◆ **Task goal**
Would you retype all of these records exactly?

Segment Start: Entries provided

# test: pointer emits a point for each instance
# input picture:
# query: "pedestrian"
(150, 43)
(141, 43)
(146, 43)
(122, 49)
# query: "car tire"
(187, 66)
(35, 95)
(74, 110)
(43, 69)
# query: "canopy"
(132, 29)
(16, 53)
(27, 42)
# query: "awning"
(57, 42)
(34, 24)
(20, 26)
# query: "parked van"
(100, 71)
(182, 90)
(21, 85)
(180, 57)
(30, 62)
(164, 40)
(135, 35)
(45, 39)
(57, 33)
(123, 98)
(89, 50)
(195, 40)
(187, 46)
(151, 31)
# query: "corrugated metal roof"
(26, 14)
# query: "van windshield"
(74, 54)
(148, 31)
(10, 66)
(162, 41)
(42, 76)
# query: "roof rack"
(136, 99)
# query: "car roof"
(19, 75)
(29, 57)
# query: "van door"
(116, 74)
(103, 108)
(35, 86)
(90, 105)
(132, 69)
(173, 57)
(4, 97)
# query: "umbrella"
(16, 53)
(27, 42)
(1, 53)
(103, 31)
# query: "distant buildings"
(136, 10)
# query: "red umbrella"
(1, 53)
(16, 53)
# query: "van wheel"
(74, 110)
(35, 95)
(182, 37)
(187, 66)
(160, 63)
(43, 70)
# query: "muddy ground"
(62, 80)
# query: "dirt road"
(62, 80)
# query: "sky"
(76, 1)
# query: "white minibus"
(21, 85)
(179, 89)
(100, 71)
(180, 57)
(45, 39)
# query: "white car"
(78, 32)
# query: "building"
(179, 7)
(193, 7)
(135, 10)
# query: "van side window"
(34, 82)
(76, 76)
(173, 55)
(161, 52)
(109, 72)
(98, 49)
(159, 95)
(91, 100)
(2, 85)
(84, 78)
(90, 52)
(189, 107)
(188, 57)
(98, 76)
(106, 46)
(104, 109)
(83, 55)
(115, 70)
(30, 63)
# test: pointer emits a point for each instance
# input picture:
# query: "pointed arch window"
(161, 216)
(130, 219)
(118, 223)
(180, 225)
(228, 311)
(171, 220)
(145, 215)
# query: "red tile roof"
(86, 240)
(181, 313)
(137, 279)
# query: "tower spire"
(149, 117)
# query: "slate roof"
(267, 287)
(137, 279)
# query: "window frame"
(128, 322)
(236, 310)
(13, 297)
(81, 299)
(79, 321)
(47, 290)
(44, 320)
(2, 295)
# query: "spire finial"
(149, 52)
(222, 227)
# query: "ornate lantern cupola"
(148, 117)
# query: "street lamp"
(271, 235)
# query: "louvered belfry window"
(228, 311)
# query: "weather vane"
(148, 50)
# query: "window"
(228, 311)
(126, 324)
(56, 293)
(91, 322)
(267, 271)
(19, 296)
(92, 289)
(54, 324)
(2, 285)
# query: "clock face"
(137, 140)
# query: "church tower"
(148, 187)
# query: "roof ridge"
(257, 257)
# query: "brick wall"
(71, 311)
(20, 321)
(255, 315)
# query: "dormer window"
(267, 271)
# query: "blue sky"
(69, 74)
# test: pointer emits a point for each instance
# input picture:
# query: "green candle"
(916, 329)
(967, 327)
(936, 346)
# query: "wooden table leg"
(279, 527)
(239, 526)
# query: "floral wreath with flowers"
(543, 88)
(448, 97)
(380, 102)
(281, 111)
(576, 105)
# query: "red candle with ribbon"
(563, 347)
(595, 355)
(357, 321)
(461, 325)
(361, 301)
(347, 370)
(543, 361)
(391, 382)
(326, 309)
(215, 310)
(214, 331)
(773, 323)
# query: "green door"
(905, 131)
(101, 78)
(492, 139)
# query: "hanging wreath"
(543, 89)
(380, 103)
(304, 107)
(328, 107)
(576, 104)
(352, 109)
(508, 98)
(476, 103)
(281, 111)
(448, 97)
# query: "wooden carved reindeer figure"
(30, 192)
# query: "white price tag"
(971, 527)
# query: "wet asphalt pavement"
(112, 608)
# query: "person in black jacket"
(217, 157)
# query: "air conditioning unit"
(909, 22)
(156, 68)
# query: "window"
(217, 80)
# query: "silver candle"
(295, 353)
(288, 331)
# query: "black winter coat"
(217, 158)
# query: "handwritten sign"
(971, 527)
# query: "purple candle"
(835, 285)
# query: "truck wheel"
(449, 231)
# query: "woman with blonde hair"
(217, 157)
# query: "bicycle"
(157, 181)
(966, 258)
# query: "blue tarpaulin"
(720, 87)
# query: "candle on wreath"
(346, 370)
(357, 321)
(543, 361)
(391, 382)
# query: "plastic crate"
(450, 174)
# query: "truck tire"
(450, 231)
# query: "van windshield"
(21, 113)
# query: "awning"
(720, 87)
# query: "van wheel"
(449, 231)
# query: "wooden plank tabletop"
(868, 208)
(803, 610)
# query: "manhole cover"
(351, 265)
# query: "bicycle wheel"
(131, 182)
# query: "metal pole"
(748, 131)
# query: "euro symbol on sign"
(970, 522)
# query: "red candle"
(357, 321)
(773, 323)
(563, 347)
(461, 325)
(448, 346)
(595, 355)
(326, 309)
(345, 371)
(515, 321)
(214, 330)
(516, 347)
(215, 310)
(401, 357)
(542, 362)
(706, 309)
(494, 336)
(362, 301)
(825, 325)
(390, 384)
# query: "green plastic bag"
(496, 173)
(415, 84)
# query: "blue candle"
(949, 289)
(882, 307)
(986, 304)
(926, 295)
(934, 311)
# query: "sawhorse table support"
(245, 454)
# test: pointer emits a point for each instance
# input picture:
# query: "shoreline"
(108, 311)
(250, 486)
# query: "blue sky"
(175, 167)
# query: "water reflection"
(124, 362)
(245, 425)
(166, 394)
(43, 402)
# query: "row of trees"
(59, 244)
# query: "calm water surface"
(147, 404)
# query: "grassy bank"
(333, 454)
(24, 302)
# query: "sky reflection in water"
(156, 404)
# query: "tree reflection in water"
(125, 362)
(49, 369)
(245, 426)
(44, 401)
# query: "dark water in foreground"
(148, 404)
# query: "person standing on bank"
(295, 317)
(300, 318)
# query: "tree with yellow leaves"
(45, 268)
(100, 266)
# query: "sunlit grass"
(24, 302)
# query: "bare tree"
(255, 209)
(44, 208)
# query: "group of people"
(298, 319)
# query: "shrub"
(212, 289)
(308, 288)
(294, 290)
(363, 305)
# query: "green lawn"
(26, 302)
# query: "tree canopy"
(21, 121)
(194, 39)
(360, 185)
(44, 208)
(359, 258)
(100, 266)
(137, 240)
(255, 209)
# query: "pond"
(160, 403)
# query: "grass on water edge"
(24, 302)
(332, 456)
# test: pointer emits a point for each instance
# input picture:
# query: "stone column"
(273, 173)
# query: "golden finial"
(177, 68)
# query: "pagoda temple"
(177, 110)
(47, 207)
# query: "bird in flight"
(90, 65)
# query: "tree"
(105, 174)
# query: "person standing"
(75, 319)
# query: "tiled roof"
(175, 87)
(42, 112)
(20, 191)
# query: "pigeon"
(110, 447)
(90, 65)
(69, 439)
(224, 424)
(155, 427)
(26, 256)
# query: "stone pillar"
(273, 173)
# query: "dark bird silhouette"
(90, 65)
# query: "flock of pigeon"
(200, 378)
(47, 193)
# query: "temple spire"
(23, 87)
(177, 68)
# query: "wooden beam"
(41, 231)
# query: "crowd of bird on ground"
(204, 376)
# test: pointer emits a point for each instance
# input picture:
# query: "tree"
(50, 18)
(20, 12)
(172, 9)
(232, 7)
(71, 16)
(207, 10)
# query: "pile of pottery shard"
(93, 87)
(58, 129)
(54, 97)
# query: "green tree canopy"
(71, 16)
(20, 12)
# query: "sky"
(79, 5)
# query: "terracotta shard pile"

Segment End: Entries provided

◆ **Exercise result**
# test: pointer emits a point for each instance
# input picture:
# query: "pedestrian"
(150, 43)
(141, 43)
(146, 43)
(122, 49)
# query: "car tire"
(187, 66)
(35, 95)
(74, 110)
(43, 69)
# query: "canopy"
(132, 29)
(16, 53)
(27, 42)
# query: "awning"
(57, 42)
(34, 24)
(20, 26)
# query: "parked van"
(100, 71)
(182, 90)
(21, 85)
(180, 57)
(30, 62)
(164, 40)
(135, 35)
(45, 39)
(57, 33)
(123, 98)
(89, 50)
(195, 40)
(187, 46)
(151, 31)
# query: "corrugated metal roof"
(26, 14)
# query: "van windshield"
(74, 54)
(148, 31)
(10, 66)
(162, 41)
(42, 76)
# query: "roof rack"
(136, 99)
# query: "car roof"
(19, 75)
(29, 57)
# query: "van door"
(116, 74)
(103, 108)
(35, 86)
(90, 105)
(132, 69)
(173, 57)
(4, 97)
# query: "umbrella"
(16, 53)
(27, 42)
(1, 53)
(103, 31)
# query: "distant buildings"
(136, 10)
# query: "red umbrella"
(1, 53)
(16, 53)
# query: "van wheel"
(74, 110)
(35, 95)
(182, 37)
(187, 66)
(160, 63)
(43, 70)
# query: "muddy ground"
(62, 80)
# query: "dirt road"
(62, 80)
# query: "sky"
(76, 1)
# query: "white minibus"
(21, 85)
(179, 89)
(100, 71)
(180, 57)
(45, 39)
# query: "white car"
(78, 32)
# query: "building"
(179, 7)
(193, 7)
(135, 10)
# query: "van side window"
(34, 82)
(76, 76)
(173, 55)
(161, 52)
(109, 72)
(98, 49)
(159, 95)
(91, 100)
(2, 85)
(84, 78)
(90, 52)
(189, 107)
(188, 57)
(98, 76)
(106, 46)
(104, 109)
(83, 55)
(115, 70)
(30, 63)
# test: pointer emits a point for each instance
# input picture:
# query: "pointed arch window"
(161, 216)
(130, 219)
(118, 223)
(180, 225)
(228, 311)
(171, 220)
(145, 215)
# query: "red tile roof"
(86, 240)
(181, 313)
(137, 279)
# query: "tower spire"
(149, 117)
# query: "slate roof"
(267, 287)
(137, 279)
# query: "window frame"
(128, 322)
(236, 310)
(13, 297)
(81, 299)
(79, 321)
(47, 290)
(44, 320)
(2, 295)
# query: "spire finial"
(149, 52)
(222, 227)
# query: "ornate lantern cupola"
(148, 117)
# query: "street lamp"
(271, 235)
# query: "louvered belfry window"
(228, 311)
# query: "weather vane"
(148, 50)
# query: "window"
(228, 311)
(126, 324)
(56, 293)
(91, 322)
(267, 271)
(19, 296)
(92, 289)
(54, 324)
(2, 285)
# query: "clock face"
(137, 140)
# query: "church tower"
(148, 187)
# query: "roof ridge"
(257, 257)
# query: "brick wall"
(71, 311)
(20, 321)
(255, 315)
# query: "dormer window"
(267, 271)
# query: "blue sky"
(69, 74)
# test: pointer emits a point for each instance
# input picture:
# query: "green candle"
(916, 329)
(967, 327)
(936, 346)
# query: "wooden table leg"
(279, 527)
(239, 526)
# query: "floral wreath with flowers"
(543, 88)
(448, 97)
(380, 102)
(281, 111)
(576, 105)
# query: "red candle with ribbon"
(563, 347)
(595, 355)
(357, 321)
(461, 325)
(361, 301)
(347, 370)
(543, 361)
(391, 382)
(326, 309)
(215, 310)
(214, 331)
(773, 323)
# query: "green door"
(905, 131)
(101, 78)
(492, 139)
# query: "hanging wreath"
(543, 89)
(380, 103)
(304, 107)
(328, 107)
(576, 104)
(352, 109)
(508, 98)
(476, 103)
(281, 111)
(448, 97)
# query: "wooden carved reindeer figure"
(30, 192)
# query: "white price tag"
(971, 527)
# query: "wet asphalt pavement"
(112, 608)
# query: "person in black jacket"
(217, 157)
# query: "air conditioning unit"
(909, 22)
(156, 68)
# query: "window"
(217, 80)
# query: "silver candle"
(295, 353)
(288, 331)
# query: "black winter coat"
(217, 158)
# query: "handwritten sign"
(971, 527)
# query: "purple candle"
(835, 285)
# query: "truck wheel"
(449, 231)
# query: "woman with blonde hair"
(217, 157)
# query: "bicycle"
(157, 181)
(966, 258)
# query: "blue tarpaulin"
(720, 87)
# query: "candle on wreath"
(346, 370)
(357, 321)
(543, 361)
(391, 382)
# query: "plastic crate"
(450, 174)
# query: "truck tire"
(450, 231)
# query: "van windshield"
(21, 113)
# query: "awning"
(720, 87)
# query: "van wheel"
(449, 231)
# query: "wooden plank tabletop"
(868, 208)
(803, 610)
# query: "manhole cover"
(351, 265)
# query: "bicycle wheel"
(131, 182)
# query: "metal pole"
(748, 131)
# query: "euro symbol on sign"
(970, 522)
# query: "red candle"
(357, 321)
(773, 323)
(563, 347)
(461, 325)
(448, 346)
(595, 355)
(326, 309)
(345, 371)
(515, 321)
(214, 330)
(516, 347)
(215, 310)
(401, 357)
(542, 362)
(706, 309)
(494, 336)
(362, 301)
(825, 325)
(390, 384)
# query: "green plastic bag"
(496, 173)
(415, 84)
# query: "blue candle"
(949, 289)
(882, 307)
(986, 304)
(926, 295)
(934, 311)
# query: "sawhorse table support"
(245, 454)
# test: pointer emits a point for each instance
# input picture:
# query: "shoreline"
(108, 311)
(250, 486)
# query: "blue sky"
(175, 167)
# query: "water reflection"
(124, 362)
(245, 425)
(166, 394)
(43, 402)
# query: "row of trees"
(59, 244)
# query: "calm water surface"
(147, 404)
# query: "grassy bank"
(333, 454)
(24, 302)
# query: "sky reflection in water"
(156, 404)
# query: "tree reflection in water"
(125, 362)
(49, 369)
(245, 426)
(44, 401)
# query: "dark water in foreground"
(148, 404)
# query: "person standing on bank"
(295, 317)
(300, 318)
# query: "tree with yellow leaves"
(45, 268)
(100, 266)
# query: "sunlit grass"
(24, 302)
# query: "bare tree"
(255, 209)
(44, 208)
# query: "group of people"
(298, 319)
# query: "shrub"
(212, 289)
(308, 288)
(294, 290)
(363, 305)
# query: "green lawn"
(26, 302)
# query: "tree canopy"
(21, 121)
(194, 39)
(360, 185)
(44, 208)
(359, 258)
(100, 266)
(137, 240)
(255, 209)
# query: "pond"
(160, 403)
# query: "grass on water edge"
(24, 302)
(332, 456)
# test: pointer emits a point for each instance
# input picture:
# query: "stone column"
(273, 173)
# query: "golden finial"
(177, 68)
# query: "pagoda temple"
(177, 110)
(47, 207)
# query: "bird in flight"
(90, 65)
# query: "tree"
(105, 174)
# query: "person standing"
(75, 319)
# query: "tiled roof"
(175, 87)
(42, 112)
(20, 191)
# query: "pigeon"
(110, 447)
(90, 65)
(69, 439)
(224, 424)
(155, 427)
(26, 256)
# query: "stone pillar"
(273, 173)
# query: "dark bird silhouette"
(90, 65)
# query: "flock of pigeon"
(200, 378)
(47, 193)
# query: "temple spire"
(23, 87)
(177, 68)
# query: "wooden beam"
(41, 231)
# query: "crowd of bird on ground"
(204, 376)
# test: pointer emits a point for each instance
# input picture:
# query: "tree"
(50, 18)
(20, 12)
(172, 9)
(232, 7)
(71, 16)
(207, 10)
# query: "pile of pottery shard"
(93, 87)
(58, 129)
(54, 97)
# query: "green tree canopy"
(71, 16)
(20, 12)
# query: "sky"
(79, 5)
# query: "terracotta shard pile"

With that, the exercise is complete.